(Records of labeled boxes)
********************
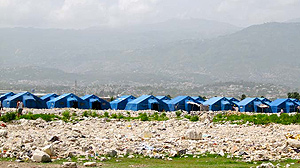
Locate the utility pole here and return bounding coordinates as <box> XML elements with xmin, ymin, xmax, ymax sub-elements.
<box><xmin>74</xmin><ymin>80</ymin><xmax>77</xmax><ymax>95</ymax></box>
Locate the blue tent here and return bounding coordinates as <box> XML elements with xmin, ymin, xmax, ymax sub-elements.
<box><xmin>47</xmin><ymin>93</ymin><xmax>89</xmax><ymax>109</ymax></box>
<box><xmin>110</xmin><ymin>95</ymin><xmax>135</xmax><ymax>110</ymax></box>
<box><xmin>156</xmin><ymin>96</ymin><xmax>171</xmax><ymax>111</ymax></box>
<box><xmin>81</xmin><ymin>95</ymin><xmax>110</xmax><ymax>110</ymax></box>
<box><xmin>168</xmin><ymin>96</ymin><xmax>200</xmax><ymax>112</ymax></box>
<box><xmin>0</xmin><ymin>92</ymin><xmax>15</xmax><ymax>102</ymax></box>
<box><xmin>3</xmin><ymin>92</ymin><xmax>46</xmax><ymax>108</ymax></box>
<box><xmin>41</xmin><ymin>93</ymin><xmax>58</xmax><ymax>102</ymax></box>
<box><xmin>270</xmin><ymin>99</ymin><xmax>299</xmax><ymax>113</ymax></box>
<box><xmin>226</xmin><ymin>97</ymin><xmax>240</xmax><ymax>106</ymax></box>
<box><xmin>238</xmin><ymin>97</ymin><xmax>270</xmax><ymax>112</ymax></box>
<box><xmin>203</xmin><ymin>97</ymin><xmax>234</xmax><ymax>111</ymax></box>
<box><xmin>192</xmin><ymin>96</ymin><xmax>205</xmax><ymax>104</ymax></box>
<box><xmin>155</xmin><ymin>96</ymin><xmax>171</xmax><ymax>100</ymax></box>
<box><xmin>125</xmin><ymin>95</ymin><xmax>164</xmax><ymax>111</ymax></box>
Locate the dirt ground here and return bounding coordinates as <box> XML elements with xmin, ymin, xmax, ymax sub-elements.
********************
### Description of the task:
Transcribe every row above word for word, leaving out the pictures.

### Solution for this exercise:
Locate the utility pole here and return bounding coordinates as <box> XML elements with xmin, ymin, xmax, ymax sub-elements.
<box><xmin>74</xmin><ymin>80</ymin><xmax>77</xmax><ymax>95</ymax></box>
Locate the blue tent here and return bounding coordinates as <box> XML elements with xmin, ymin, xmax, ymax sub-elements.
<box><xmin>47</xmin><ymin>93</ymin><xmax>89</xmax><ymax>109</ymax></box>
<box><xmin>110</xmin><ymin>95</ymin><xmax>135</xmax><ymax>110</ymax></box>
<box><xmin>156</xmin><ymin>96</ymin><xmax>171</xmax><ymax>111</ymax></box>
<box><xmin>81</xmin><ymin>95</ymin><xmax>110</xmax><ymax>110</ymax></box>
<box><xmin>168</xmin><ymin>96</ymin><xmax>200</xmax><ymax>112</ymax></box>
<box><xmin>0</xmin><ymin>92</ymin><xmax>15</xmax><ymax>102</ymax></box>
<box><xmin>3</xmin><ymin>92</ymin><xmax>46</xmax><ymax>108</ymax></box>
<box><xmin>41</xmin><ymin>93</ymin><xmax>58</xmax><ymax>102</ymax></box>
<box><xmin>270</xmin><ymin>99</ymin><xmax>299</xmax><ymax>113</ymax></box>
<box><xmin>226</xmin><ymin>97</ymin><xmax>240</xmax><ymax>106</ymax></box>
<box><xmin>238</xmin><ymin>97</ymin><xmax>270</xmax><ymax>112</ymax></box>
<box><xmin>203</xmin><ymin>97</ymin><xmax>234</xmax><ymax>111</ymax></box>
<box><xmin>192</xmin><ymin>96</ymin><xmax>205</xmax><ymax>104</ymax></box>
<box><xmin>155</xmin><ymin>96</ymin><xmax>171</xmax><ymax>100</ymax></box>
<box><xmin>125</xmin><ymin>95</ymin><xmax>164</xmax><ymax>111</ymax></box>
Locate the dirt ground here and return bounding coordinates as <box> XML elements with xmin, ymin, xmax, ymax sub-elements.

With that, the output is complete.